This isn't a political diatribe. It's just our way of saying be original if you decide your dog needs to sport a Halloween costume. Sure, you can buy a pre-made outfit at Target (we loved the purple monkey and K9 officer costumes there). And in fact, at least 7 percent of dog owners in a 2007 survey said they had bought a Halloween costume for their dogs, according to a pet retailer trade group. But you don't want to be one of the pack, do you? Here are ideas to help you be top dog at any pet costume contest you enter. Anne Glover, Times staff writer
Doggie Bowser, M.D. Go retro this year with a nod to the '80s TV series that introduced us to Neil Patrick Harris. Get a play doctor's kit, then create a doggie scrub suit with baby or toddler T-shirts that allow you to stencil or hand-letter the name of your hospital and doctor on the chest and back. Suggested name: General Horsepital.
Amy Winehound. Create a nasty mop of hair with a piece of steel wool (or something similarly ludicrous), throw in a '60s-inspired scarf to create the chanteuse's throwback look, then add in a chain with a shot glass dangling from it and you've got yourself a doozy of a boozie.
Raymutt. Hop on the Tampa Bay Rays bus and dress your dog like the species-challenged mascot for the team. It helps if your dog is really furry and you can dye its beard or tail. Plop on a mop top and you won't even know the difference.
Pup Hogan. Let's face it, brother, this costume is going to be wayyy out of style next year, so milk it now. Get yourself a tiny tie-dyed bandanna, add a heavy metal rock band or Ed Hardy T-shirt look and garnish with a gnarly mustache made out of yellow yarn. Bonus points if you can figure out a way to have a constantly present entourage and camera crew for the reality series that never ends.

### Requirement 1:
In the dog costume article, set down the wording between "Raymutt. Hop on" and "that never ends.", inclusive.
### Requirement 2:
According to the dog costume article, what is the Pup Hogan costume's mustache made of?

### Dataset section:
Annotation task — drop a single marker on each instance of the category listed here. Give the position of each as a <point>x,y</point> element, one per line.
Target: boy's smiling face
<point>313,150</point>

### Expected answer 1:
Raymutt. Hop on the Tampa Bay Rays bus and dress your dog like the species-challenged mascot for the team. It helps if your dog is really furry and you can dye its beard or tail. Plop on a mop top and you won't even know the difference.
Pup Hogan. Let's face it, brother, this costume is going to be wayyy out of style next year, so milk it now. Get yourself a tiny tie-dyed bandanna, add a heavy metal rock band or Ed Hardy T-shirt look and garnish with a gnarly mustache made out of yellow yarn. Bonus points if you can figure out a way to have a constantly present entourage and camera crew for the reality series that never ends.

### Expected answer 2:
Yellow yarn.